* [TEXT BLOCK]:
========================================================================

America's new addiction, which I wrote about in June in The Huffington Post, is the epidemic of opiate painkillers, which -- aptly named -- in recent years resulted in nearly 16,000 overdose deaths annually. This is not the stereotyped drug problem that can be solved by Miami Vice style drug busts of traffickers and periodic roundups of street addicts and pushers. In this epidemic, the traffickers are our respected pharmaceutical companies acting entirely within the law, seeking only to bring legitimate pain relief to sufferers; the addicts are, for the most part, upstanding citizens seeking a medical solution to their pain; and the "pushers" are, with few exceptions, dedicated doctors attempting to alleviate the suffering of their patients. So how can the interaction of decent people, pursuing well-intentioned and legitimate ends, result in a truly disastrous narcotics epidemic?
The answer, as counterintuitive as it may seems, is that in large part the epidemic is an unanticipated consequence of "managed care," which swept the country in the 1980s to contain rising medical costs.

========================================================================

* [WHAT YOU WILL DO]:
#1 Translate this sentence from the passage on opiate painkillers into Spanish: "This is not the stereotyped drug problem that can be solved by Miami Vice style drug busts of traffickers and periodic roundups of street addicts and pushers."
#2 According to the passage on opiate painkillers, roughly how many overdose deaths per year has the epidemic caused in recent years?

========================================================================

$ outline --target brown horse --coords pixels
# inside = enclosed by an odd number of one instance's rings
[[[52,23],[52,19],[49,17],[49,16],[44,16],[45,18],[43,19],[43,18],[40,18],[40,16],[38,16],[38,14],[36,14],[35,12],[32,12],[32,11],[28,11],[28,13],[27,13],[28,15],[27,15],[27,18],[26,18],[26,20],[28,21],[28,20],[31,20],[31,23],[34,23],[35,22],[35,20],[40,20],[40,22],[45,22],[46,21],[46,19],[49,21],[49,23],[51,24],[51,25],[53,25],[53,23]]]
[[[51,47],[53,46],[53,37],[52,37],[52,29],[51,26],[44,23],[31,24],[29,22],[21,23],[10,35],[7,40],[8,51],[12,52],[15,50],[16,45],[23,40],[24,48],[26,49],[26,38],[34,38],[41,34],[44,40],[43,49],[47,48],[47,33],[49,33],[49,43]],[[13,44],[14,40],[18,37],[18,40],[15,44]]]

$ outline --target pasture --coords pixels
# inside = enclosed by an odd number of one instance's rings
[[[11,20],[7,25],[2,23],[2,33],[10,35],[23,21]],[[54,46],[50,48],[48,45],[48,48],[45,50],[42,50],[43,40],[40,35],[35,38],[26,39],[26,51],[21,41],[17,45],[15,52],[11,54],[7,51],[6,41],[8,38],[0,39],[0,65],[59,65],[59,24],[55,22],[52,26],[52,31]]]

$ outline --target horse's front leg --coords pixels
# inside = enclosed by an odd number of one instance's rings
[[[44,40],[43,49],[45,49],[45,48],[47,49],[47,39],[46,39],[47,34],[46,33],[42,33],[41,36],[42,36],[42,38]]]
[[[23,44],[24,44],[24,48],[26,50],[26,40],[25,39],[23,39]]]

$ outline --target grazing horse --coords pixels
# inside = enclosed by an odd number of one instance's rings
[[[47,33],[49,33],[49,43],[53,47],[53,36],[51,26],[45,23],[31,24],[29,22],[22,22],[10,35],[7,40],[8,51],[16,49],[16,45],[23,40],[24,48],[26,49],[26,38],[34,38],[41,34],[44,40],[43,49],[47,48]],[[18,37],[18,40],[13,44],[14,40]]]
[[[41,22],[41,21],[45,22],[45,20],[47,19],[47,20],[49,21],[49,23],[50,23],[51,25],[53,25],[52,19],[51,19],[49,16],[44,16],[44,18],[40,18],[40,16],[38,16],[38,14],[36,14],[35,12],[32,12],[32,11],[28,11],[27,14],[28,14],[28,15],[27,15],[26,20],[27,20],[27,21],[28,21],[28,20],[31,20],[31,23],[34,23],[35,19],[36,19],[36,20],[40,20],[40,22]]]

========================================================================

* [RESPONSES BY TASK]:
#1 Este no es el problema de drogas estereotipado que puede resolverse con redadas antidrogas contra traficantes al estilo de Miami Vice y detenciones periódicas de adictos callejeros y vendedores de droga.

#2 Nearly 16,000 overdose deaths per year.